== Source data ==
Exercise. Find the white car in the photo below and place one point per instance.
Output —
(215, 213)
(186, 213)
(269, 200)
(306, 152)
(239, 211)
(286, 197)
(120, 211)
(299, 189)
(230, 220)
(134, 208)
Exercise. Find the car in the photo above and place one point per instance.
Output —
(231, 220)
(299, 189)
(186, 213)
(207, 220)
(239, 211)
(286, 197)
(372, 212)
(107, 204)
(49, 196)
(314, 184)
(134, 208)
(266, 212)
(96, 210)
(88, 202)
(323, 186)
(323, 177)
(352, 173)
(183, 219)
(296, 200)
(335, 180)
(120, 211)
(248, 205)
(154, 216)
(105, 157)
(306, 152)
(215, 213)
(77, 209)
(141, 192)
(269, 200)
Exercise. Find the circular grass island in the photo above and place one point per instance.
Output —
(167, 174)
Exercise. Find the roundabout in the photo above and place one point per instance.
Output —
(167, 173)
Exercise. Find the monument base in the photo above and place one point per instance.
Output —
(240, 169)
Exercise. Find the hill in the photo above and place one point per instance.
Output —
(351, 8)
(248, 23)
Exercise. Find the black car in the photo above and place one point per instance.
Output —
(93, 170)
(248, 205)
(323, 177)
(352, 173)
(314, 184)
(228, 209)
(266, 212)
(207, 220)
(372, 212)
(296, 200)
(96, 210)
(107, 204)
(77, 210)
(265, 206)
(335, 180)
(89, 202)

--

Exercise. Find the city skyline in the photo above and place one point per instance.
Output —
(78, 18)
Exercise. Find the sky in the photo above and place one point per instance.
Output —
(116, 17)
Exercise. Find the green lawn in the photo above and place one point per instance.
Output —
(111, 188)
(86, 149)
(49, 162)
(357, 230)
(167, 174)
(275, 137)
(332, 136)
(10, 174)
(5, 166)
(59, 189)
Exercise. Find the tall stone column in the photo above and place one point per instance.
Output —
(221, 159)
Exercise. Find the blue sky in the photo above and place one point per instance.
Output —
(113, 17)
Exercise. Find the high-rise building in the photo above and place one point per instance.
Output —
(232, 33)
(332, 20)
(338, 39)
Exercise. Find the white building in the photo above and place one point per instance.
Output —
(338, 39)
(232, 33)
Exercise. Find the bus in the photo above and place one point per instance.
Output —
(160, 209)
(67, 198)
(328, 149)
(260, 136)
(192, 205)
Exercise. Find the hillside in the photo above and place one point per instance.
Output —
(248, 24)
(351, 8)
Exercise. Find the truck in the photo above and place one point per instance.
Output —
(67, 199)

== What is needed ==
Among the lines above, which ones include the word "building"? Copy them.

== Solution for this exercise ==
Exercise. Find the high-rise building in the photo above and place one point per instance.
Exercise. Find the white building in the photo above and place one point per instance.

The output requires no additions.